What you have to do: Below, copy the stretch of the records from the line containing "the tree trunk" through the end of the records, character for character and with nothing else.

- - - -

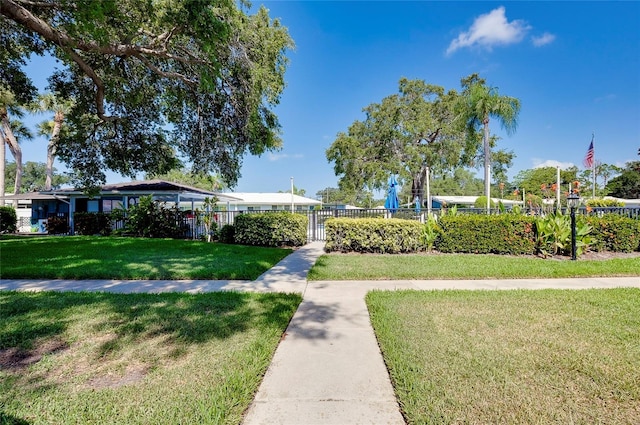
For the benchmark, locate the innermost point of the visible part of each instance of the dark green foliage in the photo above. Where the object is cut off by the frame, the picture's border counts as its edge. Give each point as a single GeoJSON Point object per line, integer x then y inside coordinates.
{"type": "Point", "coordinates": [271, 229]}
{"type": "Point", "coordinates": [207, 69]}
{"type": "Point", "coordinates": [57, 225]}
{"type": "Point", "coordinates": [227, 234]}
{"type": "Point", "coordinates": [8, 220]}
{"type": "Point", "coordinates": [153, 219]}
{"type": "Point", "coordinates": [376, 235]}
{"type": "Point", "coordinates": [627, 184]}
{"type": "Point", "coordinates": [612, 232]}
{"type": "Point", "coordinates": [86, 223]}
{"type": "Point", "coordinates": [481, 234]}
{"type": "Point", "coordinates": [481, 202]}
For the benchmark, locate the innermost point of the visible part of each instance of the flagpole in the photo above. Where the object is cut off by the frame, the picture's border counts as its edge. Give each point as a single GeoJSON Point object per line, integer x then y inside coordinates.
{"type": "Point", "coordinates": [593, 166]}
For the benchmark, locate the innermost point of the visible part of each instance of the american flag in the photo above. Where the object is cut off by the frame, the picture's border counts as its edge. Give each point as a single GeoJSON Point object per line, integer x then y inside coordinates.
{"type": "Point", "coordinates": [588, 158]}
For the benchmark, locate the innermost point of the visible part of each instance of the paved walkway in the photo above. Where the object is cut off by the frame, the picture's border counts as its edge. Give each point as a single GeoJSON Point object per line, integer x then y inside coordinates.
{"type": "Point", "coordinates": [328, 368]}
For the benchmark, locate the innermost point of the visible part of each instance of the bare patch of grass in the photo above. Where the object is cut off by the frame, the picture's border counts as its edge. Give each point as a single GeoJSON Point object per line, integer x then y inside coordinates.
{"type": "Point", "coordinates": [515, 357]}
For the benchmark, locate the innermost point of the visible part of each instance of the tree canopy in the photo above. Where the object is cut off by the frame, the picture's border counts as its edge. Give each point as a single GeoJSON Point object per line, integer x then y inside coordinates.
{"type": "Point", "coordinates": [152, 81]}
{"type": "Point", "coordinates": [404, 134]}
{"type": "Point", "coordinates": [34, 176]}
{"type": "Point", "coordinates": [421, 129]}
{"type": "Point", "coordinates": [627, 184]}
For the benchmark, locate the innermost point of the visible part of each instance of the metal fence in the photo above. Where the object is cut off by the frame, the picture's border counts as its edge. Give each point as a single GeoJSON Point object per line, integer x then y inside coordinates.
{"type": "Point", "coordinates": [316, 229]}
{"type": "Point", "coordinates": [194, 228]}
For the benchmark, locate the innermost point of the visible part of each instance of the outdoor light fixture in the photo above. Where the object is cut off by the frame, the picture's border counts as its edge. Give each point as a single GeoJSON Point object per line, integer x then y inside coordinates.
{"type": "Point", "coordinates": [573, 200]}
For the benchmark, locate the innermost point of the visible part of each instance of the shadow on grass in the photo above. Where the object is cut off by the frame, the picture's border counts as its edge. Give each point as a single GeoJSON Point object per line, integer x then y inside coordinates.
{"type": "Point", "coordinates": [80, 257]}
{"type": "Point", "coordinates": [28, 319]}
{"type": "Point", "coordinates": [6, 419]}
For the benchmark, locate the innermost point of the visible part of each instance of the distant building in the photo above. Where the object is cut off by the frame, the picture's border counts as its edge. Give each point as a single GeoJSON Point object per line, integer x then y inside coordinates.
{"type": "Point", "coordinates": [251, 201]}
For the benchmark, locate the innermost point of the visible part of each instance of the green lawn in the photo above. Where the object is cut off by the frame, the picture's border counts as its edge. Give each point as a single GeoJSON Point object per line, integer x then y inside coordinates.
{"type": "Point", "coordinates": [463, 266]}
{"type": "Point", "coordinates": [512, 357]}
{"type": "Point", "coordinates": [97, 358]}
{"type": "Point", "coordinates": [84, 257]}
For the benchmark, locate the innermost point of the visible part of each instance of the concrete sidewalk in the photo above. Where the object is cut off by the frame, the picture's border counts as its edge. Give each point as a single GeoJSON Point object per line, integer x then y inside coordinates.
{"type": "Point", "coordinates": [328, 368]}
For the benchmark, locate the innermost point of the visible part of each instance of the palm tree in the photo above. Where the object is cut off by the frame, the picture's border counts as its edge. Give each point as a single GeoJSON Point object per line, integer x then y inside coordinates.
{"type": "Point", "coordinates": [60, 107]}
{"type": "Point", "coordinates": [480, 103]}
{"type": "Point", "coordinates": [8, 131]}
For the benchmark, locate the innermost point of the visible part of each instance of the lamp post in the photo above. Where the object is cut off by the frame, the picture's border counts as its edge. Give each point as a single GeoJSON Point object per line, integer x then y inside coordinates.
{"type": "Point", "coordinates": [573, 200]}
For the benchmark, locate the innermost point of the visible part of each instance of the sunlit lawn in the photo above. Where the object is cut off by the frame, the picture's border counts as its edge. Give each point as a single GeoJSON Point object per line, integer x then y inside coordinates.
{"type": "Point", "coordinates": [81, 257]}
{"type": "Point", "coordinates": [512, 357]}
{"type": "Point", "coordinates": [97, 358]}
{"type": "Point", "coordinates": [463, 266]}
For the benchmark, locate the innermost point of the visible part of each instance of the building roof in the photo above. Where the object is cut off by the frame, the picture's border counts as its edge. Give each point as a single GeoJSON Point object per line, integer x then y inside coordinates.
{"type": "Point", "coordinates": [270, 198]}
{"type": "Point", "coordinates": [158, 188]}
{"type": "Point", "coordinates": [470, 200]}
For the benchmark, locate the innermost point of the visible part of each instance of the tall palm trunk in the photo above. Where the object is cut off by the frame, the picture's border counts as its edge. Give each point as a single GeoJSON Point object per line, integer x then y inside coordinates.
{"type": "Point", "coordinates": [51, 149]}
{"type": "Point", "coordinates": [487, 164]}
{"type": "Point", "coordinates": [3, 164]}
{"type": "Point", "coordinates": [15, 149]}
{"type": "Point", "coordinates": [417, 186]}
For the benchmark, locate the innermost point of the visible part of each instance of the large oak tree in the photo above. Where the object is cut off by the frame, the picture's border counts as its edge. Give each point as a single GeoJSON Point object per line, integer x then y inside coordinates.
{"type": "Point", "coordinates": [152, 80]}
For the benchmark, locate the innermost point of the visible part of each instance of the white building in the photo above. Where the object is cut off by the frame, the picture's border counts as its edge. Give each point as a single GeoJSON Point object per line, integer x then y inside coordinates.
{"type": "Point", "coordinates": [252, 201]}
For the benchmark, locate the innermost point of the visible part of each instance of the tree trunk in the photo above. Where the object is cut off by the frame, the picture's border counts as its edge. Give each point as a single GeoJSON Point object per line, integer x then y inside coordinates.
{"type": "Point", "coordinates": [51, 149]}
{"type": "Point", "coordinates": [3, 164]}
{"type": "Point", "coordinates": [487, 163]}
{"type": "Point", "coordinates": [417, 186]}
{"type": "Point", "coordinates": [16, 151]}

- - - -

Result of the task:
For the benchmark, locate the innermost point of the visible part of each instance of the tree trunk in the photo above. Where the object is cut off by the frame, the picture's border counts as its edge. Give each point as a single GeoJSON Point object per line, integer x then y inside coordinates.
{"type": "Point", "coordinates": [51, 149]}
{"type": "Point", "coordinates": [3, 164]}
{"type": "Point", "coordinates": [487, 163]}
{"type": "Point", "coordinates": [417, 186]}
{"type": "Point", "coordinates": [16, 151]}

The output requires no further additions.